Reproduce each line exactly. Skip none.

Dataset excerpts on object pointing
━━━━━━━━━━━━━━━━━━━━

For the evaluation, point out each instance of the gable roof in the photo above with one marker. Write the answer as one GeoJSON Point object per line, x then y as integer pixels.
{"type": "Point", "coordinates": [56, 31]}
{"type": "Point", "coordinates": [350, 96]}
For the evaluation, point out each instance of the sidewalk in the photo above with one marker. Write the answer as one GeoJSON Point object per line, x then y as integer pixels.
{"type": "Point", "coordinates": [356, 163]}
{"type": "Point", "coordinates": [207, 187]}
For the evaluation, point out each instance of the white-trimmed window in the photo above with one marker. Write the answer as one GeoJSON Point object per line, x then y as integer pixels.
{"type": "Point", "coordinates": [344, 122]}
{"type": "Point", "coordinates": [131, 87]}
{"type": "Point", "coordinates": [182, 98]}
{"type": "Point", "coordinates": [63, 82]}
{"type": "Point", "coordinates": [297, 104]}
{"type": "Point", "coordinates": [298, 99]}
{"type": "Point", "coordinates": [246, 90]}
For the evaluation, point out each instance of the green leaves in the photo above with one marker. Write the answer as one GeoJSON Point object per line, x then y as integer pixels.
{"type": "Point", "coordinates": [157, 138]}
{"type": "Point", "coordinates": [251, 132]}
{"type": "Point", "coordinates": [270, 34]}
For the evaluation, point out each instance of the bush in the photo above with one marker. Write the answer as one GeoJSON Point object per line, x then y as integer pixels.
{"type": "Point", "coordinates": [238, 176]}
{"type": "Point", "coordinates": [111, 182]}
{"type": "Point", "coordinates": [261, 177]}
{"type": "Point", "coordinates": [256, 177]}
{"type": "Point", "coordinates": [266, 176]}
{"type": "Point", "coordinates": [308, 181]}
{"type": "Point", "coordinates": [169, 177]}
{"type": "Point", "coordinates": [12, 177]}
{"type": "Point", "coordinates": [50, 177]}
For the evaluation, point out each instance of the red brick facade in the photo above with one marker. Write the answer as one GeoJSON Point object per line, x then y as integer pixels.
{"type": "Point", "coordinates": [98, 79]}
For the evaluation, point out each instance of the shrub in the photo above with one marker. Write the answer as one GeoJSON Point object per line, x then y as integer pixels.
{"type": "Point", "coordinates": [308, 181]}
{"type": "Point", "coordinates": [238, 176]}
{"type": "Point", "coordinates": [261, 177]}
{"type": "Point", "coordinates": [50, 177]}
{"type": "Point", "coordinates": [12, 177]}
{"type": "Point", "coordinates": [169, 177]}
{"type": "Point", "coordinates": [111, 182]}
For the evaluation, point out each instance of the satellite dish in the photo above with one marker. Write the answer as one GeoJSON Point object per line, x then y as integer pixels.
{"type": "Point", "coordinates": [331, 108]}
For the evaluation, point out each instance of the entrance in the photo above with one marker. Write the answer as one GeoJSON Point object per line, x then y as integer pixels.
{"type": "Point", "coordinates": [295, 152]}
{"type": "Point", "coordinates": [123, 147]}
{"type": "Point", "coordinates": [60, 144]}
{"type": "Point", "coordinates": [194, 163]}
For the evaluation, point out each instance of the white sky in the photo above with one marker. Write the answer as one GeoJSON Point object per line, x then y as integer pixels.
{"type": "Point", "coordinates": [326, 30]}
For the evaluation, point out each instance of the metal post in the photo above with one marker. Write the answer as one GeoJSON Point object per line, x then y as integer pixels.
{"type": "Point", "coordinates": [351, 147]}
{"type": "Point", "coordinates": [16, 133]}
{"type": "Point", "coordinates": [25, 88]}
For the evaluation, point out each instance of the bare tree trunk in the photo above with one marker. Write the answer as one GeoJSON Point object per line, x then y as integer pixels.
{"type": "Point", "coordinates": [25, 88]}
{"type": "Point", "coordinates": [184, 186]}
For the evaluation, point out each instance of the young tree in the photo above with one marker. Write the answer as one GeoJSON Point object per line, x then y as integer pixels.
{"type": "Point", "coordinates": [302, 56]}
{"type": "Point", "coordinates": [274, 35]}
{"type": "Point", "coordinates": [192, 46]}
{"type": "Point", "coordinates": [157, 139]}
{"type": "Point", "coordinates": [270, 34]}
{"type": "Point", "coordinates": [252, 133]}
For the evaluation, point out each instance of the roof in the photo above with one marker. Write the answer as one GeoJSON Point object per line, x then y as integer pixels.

━━━━━━━━━━━━━━━━━━━━

OUTPUT OF THE EXERCISE:
For the evaluation, point out each instance of the gable roof in the photo above with one marker. Write the answer as one GeoJSON Point object per line, x then y as integer pixels.
{"type": "Point", "coordinates": [56, 31]}
{"type": "Point", "coordinates": [350, 96]}
For the evaluation, point out each instance of the sidewalk in the photo above with one marker. Write the answer as one GeoJSON Point object per line, x then y as integer pixels.
{"type": "Point", "coordinates": [356, 163]}
{"type": "Point", "coordinates": [207, 187]}
For the evaluation, point out each instance of the white-trimmed window in the photo above with one marker. Write the answer as one GeoJSON Point object per line, x then y as integer pixels.
{"type": "Point", "coordinates": [344, 122]}
{"type": "Point", "coordinates": [131, 87]}
{"type": "Point", "coordinates": [182, 98]}
{"type": "Point", "coordinates": [63, 82]}
{"type": "Point", "coordinates": [297, 104]}
{"type": "Point", "coordinates": [298, 99]}
{"type": "Point", "coordinates": [246, 90]}
For the evaluation, point out each instance of the green leaves in the photo above with one marker. Write the answer as one GeoJSON Point object per line, x then y as integer pixels.
{"type": "Point", "coordinates": [157, 138]}
{"type": "Point", "coordinates": [251, 132]}
{"type": "Point", "coordinates": [270, 34]}
For the evaluation, point out each instance of the bush in the photo above with one marker. Write the answer as one GeoJSON Point object per line, x then y as integer pixels.
{"type": "Point", "coordinates": [238, 176]}
{"type": "Point", "coordinates": [111, 182]}
{"type": "Point", "coordinates": [261, 177]}
{"type": "Point", "coordinates": [256, 177]}
{"type": "Point", "coordinates": [266, 176]}
{"type": "Point", "coordinates": [308, 181]}
{"type": "Point", "coordinates": [169, 177]}
{"type": "Point", "coordinates": [12, 177]}
{"type": "Point", "coordinates": [50, 177]}
For the evaluation, point out each instance of the red brick facade in the photo above with one marker. Write the answer as one GeoJSON Point object per line, x then y as integer pixels.
{"type": "Point", "coordinates": [98, 79]}
For the evaluation, point out each instance of the shrub in the photo above with one marker. Write the answer as one GeoJSON Point object per line, x then y as integer pixels.
{"type": "Point", "coordinates": [308, 181]}
{"type": "Point", "coordinates": [238, 176]}
{"type": "Point", "coordinates": [261, 177]}
{"type": "Point", "coordinates": [50, 177]}
{"type": "Point", "coordinates": [12, 177]}
{"type": "Point", "coordinates": [169, 177]}
{"type": "Point", "coordinates": [111, 182]}
For the evaluation, point out each instance of the satellite dish in the photo above with one marker. Write the answer as one GeoJSON Point object per line, x then y as integer pixels.
{"type": "Point", "coordinates": [331, 108]}
For the evaluation, point out each instance of the entrance in the photo above with one marker. Write the answer as one GeoJSON Point object per line, x then y as integer pixels.
{"type": "Point", "coordinates": [295, 152]}
{"type": "Point", "coordinates": [123, 147]}
{"type": "Point", "coordinates": [60, 144]}
{"type": "Point", "coordinates": [194, 163]}
For the evaluation, point out each instance of the white sky in the photo above with one marker. Write the answer as one GeoJSON Point object per line, x then y as integer pixels.
{"type": "Point", "coordinates": [326, 30]}
For the evaluation, point out each instance of the metal post in the photo above with one marker. Write the answer as one GeoJSON Point object per line, x then y as integer pixels.
{"type": "Point", "coordinates": [351, 147]}
{"type": "Point", "coordinates": [16, 133]}
{"type": "Point", "coordinates": [25, 88]}
For the evaluation, point out each instance of the bare tree trunk in the photo above with one marker. Write the answer as one GeoJSON Point object per line, x then y as integer pixels.
{"type": "Point", "coordinates": [25, 88]}
{"type": "Point", "coordinates": [184, 186]}
For the evaluation, point out each instance of the young tree in the photo above with one marker. Write the answer as one GeoJSON Point object per line, x then y as integer pixels.
{"type": "Point", "coordinates": [302, 56]}
{"type": "Point", "coordinates": [274, 35]}
{"type": "Point", "coordinates": [192, 46]}
{"type": "Point", "coordinates": [157, 139]}
{"type": "Point", "coordinates": [270, 34]}
{"type": "Point", "coordinates": [252, 133]}
For the evaluation, point out each instance of the roof in the photo above with one marker. Write the answer as one GeoJSON Point object per line, x then y as integer pixels.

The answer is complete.